TRY IT:
Look for "the metal pole" in the entries below. Then write out exactly the line that holds it and every line after it, to the last, and nothing else.

▬▬▬▬▬▬▬▬▬▬

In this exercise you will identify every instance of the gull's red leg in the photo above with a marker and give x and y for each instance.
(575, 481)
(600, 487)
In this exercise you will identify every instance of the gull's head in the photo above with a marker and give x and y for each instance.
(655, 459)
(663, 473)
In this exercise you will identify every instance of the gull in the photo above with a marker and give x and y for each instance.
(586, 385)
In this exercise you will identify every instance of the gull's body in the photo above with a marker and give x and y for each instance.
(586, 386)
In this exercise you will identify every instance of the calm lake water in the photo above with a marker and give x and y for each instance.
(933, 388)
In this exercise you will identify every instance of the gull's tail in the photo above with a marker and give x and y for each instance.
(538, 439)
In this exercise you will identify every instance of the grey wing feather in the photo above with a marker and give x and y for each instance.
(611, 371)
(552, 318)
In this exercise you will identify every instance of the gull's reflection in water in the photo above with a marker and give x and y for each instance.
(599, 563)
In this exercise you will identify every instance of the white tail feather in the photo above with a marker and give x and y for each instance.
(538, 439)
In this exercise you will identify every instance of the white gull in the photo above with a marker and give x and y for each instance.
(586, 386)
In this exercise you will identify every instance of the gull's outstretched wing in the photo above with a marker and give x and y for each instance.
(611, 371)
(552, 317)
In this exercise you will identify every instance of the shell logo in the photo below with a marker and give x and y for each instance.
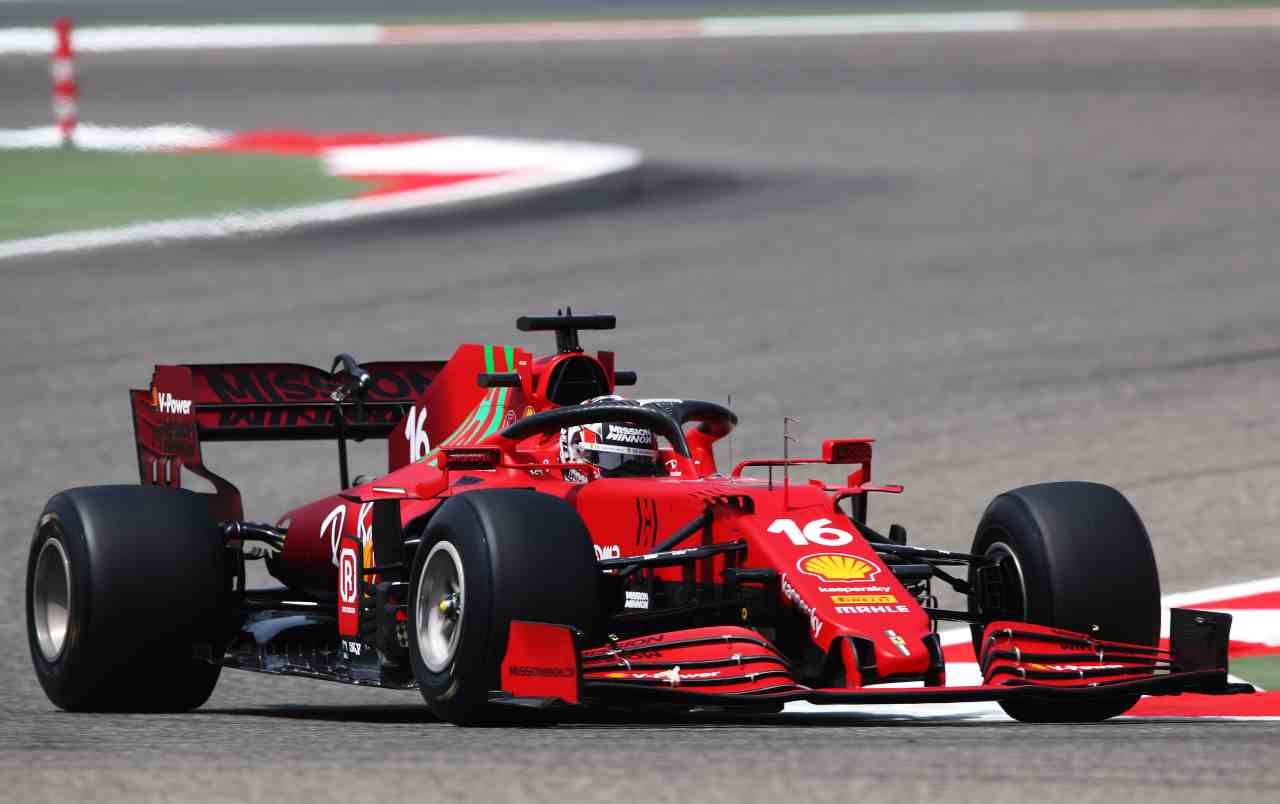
(837, 567)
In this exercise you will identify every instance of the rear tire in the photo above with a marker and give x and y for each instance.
(1074, 556)
(123, 583)
(487, 558)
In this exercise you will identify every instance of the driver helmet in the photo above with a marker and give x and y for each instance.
(620, 450)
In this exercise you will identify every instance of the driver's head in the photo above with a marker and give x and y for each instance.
(620, 450)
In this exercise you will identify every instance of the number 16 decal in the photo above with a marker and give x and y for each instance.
(818, 531)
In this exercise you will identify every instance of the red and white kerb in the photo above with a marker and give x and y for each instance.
(65, 90)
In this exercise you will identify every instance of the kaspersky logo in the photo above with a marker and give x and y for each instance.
(839, 567)
(168, 403)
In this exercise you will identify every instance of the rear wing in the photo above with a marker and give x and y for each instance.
(188, 405)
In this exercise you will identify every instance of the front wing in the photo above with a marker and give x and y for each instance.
(736, 667)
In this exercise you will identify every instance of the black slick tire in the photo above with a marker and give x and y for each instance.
(513, 554)
(1073, 556)
(124, 585)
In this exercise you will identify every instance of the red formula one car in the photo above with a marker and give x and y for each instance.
(542, 544)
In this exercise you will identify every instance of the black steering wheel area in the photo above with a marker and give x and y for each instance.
(561, 418)
(666, 418)
(713, 419)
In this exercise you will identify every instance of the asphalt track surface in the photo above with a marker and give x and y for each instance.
(1013, 257)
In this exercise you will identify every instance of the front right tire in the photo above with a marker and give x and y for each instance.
(487, 558)
(1070, 556)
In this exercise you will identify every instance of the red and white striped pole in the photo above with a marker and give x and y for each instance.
(65, 90)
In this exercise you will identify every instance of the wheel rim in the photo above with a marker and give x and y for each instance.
(51, 598)
(440, 606)
(1009, 565)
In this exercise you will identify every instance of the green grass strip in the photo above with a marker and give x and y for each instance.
(46, 191)
(1261, 670)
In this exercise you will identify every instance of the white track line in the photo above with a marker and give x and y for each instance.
(39, 41)
(545, 167)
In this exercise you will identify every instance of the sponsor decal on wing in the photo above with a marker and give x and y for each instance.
(839, 567)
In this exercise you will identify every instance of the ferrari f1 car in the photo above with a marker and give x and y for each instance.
(499, 574)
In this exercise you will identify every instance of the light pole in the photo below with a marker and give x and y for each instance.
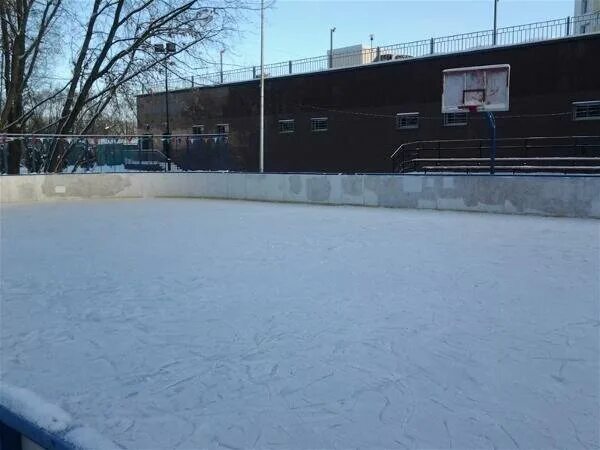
(167, 49)
(331, 31)
(222, 51)
(495, 22)
(262, 88)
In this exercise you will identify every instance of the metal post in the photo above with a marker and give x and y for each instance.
(492, 125)
(495, 37)
(166, 142)
(222, 51)
(262, 88)
(331, 31)
(1, 79)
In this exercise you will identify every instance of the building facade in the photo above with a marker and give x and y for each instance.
(586, 16)
(352, 119)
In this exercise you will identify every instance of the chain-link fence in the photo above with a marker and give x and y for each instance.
(30, 154)
(519, 34)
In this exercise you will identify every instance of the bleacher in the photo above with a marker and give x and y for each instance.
(562, 155)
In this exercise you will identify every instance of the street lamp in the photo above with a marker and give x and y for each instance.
(331, 31)
(167, 49)
(222, 51)
(495, 22)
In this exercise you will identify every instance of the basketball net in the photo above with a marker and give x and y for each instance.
(470, 108)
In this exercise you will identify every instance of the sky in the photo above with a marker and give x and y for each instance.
(300, 28)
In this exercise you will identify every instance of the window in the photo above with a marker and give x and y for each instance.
(455, 119)
(405, 121)
(287, 126)
(318, 124)
(222, 128)
(586, 110)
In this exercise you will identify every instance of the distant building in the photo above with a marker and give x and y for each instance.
(351, 119)
(586, 16)
(354, 55)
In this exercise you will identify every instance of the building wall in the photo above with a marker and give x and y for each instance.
(361, 105)
(589, 23)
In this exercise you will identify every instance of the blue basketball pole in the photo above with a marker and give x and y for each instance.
(492, 126)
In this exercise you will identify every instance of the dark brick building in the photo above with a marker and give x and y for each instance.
(360, 106)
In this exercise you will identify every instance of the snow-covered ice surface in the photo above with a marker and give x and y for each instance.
(204, 324)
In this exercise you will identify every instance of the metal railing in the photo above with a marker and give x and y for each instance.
(519, 34)
(562, 154)
(110, 154)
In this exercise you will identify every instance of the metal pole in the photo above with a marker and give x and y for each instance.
(167, 142)
(492, 124)
(331, 31)
(262, 87)
(495, 22)
(1, 79)
(222, 51)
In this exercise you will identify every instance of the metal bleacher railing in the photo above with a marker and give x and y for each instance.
(556, 154)
(519, 34)
(109, 154)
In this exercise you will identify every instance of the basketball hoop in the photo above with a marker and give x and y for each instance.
(469, 108)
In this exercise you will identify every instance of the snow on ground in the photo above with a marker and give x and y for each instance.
(206, 324)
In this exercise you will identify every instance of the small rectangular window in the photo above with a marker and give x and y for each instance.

▬▬▬▬▬▬▬▬▬▬

RESULT BELOW:
In this exercise you will identify every instance of the metal pole in the photo above with a marker and give x and y for each instance.
(167, 142)
(492, 124)
(331, 31)
(262, 87)
(495, 22)
(1, 79)
(222, 51)
In this exercise you will identify every instance of the metal bleacher railing in the photo above with a marker and give x and y for each instance.
(556, 154)
(519, 34)
(109, 154)
In this exercise you will identify every instance of the basketball hoop in the photo above with a marker and give x and y for each instance.
(469, 108)
In this exercise you will identify every instance of the snow on ground in the photo above with a marker and give x and y for each instance.
(206, 324)
In this exercise you will identify every instance of the small rectangular window in the photo above with a marker and give x and y for each instance.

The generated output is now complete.